**Task objective:**
Return the exact lines spanning from the line with "[indicate] the chimney" through the last line of the entries, boundaries included, and no others.

**Recorded information:**

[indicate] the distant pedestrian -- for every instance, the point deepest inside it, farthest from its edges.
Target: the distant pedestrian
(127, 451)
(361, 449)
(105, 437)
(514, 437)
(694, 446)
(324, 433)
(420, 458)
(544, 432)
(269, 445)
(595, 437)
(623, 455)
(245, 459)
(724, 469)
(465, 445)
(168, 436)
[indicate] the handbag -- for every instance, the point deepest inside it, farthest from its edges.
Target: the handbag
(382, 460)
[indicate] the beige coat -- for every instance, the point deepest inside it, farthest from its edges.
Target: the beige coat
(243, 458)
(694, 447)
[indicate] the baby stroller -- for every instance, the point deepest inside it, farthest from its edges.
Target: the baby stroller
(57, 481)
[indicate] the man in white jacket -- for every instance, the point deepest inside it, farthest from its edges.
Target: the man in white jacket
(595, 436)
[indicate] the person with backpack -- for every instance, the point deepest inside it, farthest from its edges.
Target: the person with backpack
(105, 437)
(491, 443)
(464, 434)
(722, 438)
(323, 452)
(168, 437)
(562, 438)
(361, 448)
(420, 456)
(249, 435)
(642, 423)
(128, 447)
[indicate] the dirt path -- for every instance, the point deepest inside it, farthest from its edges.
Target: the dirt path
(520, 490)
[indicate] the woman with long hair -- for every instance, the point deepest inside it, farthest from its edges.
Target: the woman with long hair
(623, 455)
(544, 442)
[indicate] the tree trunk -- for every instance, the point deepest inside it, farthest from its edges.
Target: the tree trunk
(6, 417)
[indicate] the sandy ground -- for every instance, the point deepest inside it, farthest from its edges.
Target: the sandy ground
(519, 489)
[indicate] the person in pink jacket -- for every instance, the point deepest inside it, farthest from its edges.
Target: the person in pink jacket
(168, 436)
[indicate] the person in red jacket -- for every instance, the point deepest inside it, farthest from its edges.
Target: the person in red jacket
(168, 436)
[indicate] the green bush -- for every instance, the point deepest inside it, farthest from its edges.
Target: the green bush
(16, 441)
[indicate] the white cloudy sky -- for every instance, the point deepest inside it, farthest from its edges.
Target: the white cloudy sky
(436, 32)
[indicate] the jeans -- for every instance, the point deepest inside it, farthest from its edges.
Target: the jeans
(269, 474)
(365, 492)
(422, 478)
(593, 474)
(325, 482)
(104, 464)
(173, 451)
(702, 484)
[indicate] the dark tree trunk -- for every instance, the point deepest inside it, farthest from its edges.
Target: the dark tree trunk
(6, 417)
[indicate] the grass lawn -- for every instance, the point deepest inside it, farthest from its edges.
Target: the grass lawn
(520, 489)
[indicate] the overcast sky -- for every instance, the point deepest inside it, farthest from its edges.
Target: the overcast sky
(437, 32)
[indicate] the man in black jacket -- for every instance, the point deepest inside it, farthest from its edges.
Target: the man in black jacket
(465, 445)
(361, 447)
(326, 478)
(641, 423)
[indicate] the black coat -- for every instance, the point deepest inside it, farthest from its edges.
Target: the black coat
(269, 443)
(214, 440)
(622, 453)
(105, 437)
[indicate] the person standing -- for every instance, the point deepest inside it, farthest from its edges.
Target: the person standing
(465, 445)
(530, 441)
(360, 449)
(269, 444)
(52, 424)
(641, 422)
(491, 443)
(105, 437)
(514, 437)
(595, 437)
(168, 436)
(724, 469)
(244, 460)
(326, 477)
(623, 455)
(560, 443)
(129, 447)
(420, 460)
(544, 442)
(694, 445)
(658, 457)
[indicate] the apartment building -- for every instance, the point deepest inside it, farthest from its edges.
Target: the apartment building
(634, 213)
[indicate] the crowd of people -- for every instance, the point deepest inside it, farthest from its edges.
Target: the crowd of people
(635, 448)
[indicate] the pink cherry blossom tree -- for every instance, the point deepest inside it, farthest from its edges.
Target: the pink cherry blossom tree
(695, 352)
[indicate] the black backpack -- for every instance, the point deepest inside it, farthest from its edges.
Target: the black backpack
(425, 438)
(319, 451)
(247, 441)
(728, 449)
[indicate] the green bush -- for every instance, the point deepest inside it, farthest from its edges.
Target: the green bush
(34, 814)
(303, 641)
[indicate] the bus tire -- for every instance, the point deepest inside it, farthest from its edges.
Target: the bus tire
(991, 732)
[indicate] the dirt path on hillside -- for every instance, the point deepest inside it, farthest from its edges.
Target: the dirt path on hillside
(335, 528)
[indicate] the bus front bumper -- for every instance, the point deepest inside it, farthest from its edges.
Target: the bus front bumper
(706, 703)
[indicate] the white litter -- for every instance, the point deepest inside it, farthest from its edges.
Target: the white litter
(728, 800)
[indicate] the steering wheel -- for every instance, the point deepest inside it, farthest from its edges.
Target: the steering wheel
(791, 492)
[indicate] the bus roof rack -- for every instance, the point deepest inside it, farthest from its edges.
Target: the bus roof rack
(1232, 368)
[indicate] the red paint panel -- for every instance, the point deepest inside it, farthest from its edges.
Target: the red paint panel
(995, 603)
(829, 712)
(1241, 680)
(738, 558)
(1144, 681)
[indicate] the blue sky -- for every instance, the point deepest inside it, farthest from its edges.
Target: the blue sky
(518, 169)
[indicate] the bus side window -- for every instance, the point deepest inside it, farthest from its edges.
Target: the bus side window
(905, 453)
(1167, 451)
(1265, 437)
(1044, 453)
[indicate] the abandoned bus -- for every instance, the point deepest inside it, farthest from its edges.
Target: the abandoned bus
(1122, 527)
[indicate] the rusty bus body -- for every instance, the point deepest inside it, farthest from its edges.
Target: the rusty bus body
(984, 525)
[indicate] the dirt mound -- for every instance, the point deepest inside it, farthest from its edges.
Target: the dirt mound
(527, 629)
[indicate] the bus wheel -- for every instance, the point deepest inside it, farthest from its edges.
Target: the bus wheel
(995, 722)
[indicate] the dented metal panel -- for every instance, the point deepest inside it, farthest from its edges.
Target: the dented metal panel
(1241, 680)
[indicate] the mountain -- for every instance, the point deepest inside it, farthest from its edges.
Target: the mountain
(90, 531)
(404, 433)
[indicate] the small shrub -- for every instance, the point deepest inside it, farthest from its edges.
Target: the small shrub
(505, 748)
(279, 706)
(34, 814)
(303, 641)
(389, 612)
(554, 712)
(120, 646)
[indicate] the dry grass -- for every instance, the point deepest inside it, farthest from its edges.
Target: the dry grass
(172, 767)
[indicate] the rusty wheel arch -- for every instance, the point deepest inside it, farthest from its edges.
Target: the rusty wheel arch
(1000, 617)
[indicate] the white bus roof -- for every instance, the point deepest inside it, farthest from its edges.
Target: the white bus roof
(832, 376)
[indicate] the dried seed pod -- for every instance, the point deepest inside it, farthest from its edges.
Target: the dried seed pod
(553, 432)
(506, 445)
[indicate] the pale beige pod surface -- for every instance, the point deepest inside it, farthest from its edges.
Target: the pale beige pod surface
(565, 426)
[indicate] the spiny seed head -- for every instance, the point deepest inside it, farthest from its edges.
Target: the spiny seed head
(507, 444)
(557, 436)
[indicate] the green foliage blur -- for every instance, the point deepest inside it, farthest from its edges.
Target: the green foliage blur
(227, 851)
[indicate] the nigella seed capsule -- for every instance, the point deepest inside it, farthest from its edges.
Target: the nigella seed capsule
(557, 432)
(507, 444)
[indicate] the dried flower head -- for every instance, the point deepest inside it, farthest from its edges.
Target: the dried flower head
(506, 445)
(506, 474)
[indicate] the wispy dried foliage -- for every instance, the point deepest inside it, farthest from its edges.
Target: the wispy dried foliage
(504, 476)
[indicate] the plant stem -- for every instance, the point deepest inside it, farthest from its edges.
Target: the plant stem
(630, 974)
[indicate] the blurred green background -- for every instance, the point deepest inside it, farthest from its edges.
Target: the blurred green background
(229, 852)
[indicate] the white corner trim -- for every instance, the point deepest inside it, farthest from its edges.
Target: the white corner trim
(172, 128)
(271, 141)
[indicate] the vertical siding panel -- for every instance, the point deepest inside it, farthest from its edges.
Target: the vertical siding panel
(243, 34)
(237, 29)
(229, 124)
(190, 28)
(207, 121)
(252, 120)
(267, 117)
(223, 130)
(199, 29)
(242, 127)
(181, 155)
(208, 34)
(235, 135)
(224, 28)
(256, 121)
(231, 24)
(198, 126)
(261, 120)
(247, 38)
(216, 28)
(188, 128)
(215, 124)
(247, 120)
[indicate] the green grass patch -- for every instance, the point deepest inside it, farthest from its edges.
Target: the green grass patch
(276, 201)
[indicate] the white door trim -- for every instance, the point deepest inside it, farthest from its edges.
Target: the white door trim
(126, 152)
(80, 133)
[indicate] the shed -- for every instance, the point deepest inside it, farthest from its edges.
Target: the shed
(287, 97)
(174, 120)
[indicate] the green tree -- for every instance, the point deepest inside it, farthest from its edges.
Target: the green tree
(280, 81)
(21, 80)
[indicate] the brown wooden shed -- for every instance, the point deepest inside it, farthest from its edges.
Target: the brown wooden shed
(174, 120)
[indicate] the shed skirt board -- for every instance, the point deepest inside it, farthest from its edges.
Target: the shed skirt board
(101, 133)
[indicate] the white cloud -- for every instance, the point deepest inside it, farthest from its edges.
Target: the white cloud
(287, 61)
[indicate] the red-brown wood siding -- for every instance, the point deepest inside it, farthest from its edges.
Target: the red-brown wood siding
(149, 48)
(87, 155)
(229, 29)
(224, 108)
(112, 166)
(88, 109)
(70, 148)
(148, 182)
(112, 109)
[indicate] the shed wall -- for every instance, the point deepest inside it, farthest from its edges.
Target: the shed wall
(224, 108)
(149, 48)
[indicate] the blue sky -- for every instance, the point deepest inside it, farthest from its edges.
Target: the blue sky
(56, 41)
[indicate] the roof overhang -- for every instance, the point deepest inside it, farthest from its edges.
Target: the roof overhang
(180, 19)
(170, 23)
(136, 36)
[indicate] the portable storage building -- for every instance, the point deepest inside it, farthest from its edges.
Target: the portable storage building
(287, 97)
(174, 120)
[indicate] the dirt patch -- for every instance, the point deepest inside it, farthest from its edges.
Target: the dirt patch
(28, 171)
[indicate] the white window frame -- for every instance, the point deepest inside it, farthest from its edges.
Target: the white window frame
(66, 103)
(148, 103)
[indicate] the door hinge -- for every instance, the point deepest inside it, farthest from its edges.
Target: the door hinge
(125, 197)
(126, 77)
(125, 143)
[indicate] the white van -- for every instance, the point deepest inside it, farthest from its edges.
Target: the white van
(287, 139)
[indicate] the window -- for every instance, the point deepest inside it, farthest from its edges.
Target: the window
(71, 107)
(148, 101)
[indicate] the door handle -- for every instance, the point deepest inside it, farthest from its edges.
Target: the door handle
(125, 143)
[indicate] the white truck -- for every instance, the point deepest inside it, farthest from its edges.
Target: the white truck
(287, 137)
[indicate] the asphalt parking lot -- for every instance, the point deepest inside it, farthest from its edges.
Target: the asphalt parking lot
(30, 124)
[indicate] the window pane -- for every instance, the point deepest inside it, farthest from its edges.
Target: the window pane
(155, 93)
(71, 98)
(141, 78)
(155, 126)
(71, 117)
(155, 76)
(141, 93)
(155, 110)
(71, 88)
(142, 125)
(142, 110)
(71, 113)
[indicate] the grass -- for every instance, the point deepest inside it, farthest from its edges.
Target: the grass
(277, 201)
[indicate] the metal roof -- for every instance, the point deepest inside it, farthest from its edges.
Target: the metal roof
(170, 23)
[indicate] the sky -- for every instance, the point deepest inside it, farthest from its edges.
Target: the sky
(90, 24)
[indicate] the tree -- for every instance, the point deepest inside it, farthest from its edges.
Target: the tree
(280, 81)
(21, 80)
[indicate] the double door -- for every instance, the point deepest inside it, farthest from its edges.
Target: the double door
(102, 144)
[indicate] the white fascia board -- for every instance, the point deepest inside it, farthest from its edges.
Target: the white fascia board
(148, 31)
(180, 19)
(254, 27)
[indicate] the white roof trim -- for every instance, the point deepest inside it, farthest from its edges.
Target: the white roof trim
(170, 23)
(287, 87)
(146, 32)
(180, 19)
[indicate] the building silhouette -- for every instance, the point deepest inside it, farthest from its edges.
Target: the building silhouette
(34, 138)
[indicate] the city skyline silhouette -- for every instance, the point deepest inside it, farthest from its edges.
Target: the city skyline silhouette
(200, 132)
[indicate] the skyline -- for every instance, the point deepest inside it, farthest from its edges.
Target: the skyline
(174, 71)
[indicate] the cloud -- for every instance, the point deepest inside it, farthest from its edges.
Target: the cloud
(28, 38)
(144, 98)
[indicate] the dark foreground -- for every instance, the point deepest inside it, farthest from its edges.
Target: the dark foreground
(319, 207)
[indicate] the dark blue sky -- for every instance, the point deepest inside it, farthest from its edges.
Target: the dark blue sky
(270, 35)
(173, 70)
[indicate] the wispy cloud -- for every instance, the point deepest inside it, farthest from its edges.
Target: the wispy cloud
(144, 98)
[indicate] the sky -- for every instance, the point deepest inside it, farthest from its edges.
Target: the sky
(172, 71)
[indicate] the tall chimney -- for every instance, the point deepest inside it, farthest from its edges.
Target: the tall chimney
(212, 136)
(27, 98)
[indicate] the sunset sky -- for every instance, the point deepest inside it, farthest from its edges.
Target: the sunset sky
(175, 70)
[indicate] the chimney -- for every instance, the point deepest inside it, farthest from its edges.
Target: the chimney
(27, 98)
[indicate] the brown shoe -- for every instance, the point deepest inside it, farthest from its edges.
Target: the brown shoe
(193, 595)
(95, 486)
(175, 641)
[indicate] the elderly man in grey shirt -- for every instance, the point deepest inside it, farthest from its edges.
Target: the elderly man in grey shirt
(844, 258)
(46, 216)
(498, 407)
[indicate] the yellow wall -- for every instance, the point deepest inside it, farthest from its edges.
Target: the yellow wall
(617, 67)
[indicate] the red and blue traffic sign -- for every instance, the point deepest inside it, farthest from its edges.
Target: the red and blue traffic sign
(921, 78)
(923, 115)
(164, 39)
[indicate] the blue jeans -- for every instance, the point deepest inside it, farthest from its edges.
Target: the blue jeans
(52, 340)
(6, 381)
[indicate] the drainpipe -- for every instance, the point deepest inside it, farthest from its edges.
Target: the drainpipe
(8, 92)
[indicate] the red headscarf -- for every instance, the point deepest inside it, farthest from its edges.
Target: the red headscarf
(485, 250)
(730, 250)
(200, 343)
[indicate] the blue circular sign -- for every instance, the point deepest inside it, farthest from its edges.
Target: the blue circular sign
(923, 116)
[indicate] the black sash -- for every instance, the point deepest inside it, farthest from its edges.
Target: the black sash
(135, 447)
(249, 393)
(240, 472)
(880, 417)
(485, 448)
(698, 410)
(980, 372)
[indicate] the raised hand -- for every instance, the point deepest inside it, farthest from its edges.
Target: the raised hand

**Response to the exercise:**
[indicate] the chimney -- for every instance, the point deepest inside it, farthest from its edges.
Target: the chimney
(27, 98)
[indicate] the brown shoe -- for every instance, the point deepest inside it, farthest from its edges.
Target: the brown shoe
(193, 595)
(95, 486)
(175, 641)
[indicate] the elderly man in grey shirt -- for every instance, the point deepest inside it, farthest from its edges.
Target: the elderly man in grey shirt
(844, 258)
(46, 216)
(498, 407)
[indicate] the yellow wall -- for every instance, the point deepest inside it, farthest from its edges.
Target: the yellow wall
(617, 67)
[indicate] the red and blue traffic sign -- for every instance, the point deepest inside it, farthest from its edges.
Target: the red and blue traffic sign
(921, 78)
(923, 115)
(164, 39)
[indicate] the blue jeans -- for every instance, the point deepest inside it, farthest from its edges.
Target: the blue jeans
(52, 340)
(6, 381)
[indicate] the drainpipe -- for every instance, the point deepest inside it, farthest from its edges.
Target: the drainpipe
(8, 92)
[indicate] the red headscarf -- for every instance, the point deepest inside it, farthest from its edges.
Target: the red headscarf
(485, 250)
(730, 250)
(200, 343)
[indicate] the blue circular sign -- for every instance, the point deepest inside it, farthest from its edges.
Target: the blue circular sign
(923, 116)
[indicate] the black sash -- for every instance, the point deepest inside it, farthest from its edges.
Target: the black sash
(135, 447)
(249, 393)
(240, 472)
(880, 417)
(485, 448)
(698, 410)
(980, 372)
[indicate] the raised hand -- for every instance, the point deepest inside it, farthest from its edges.
Target: the raised hand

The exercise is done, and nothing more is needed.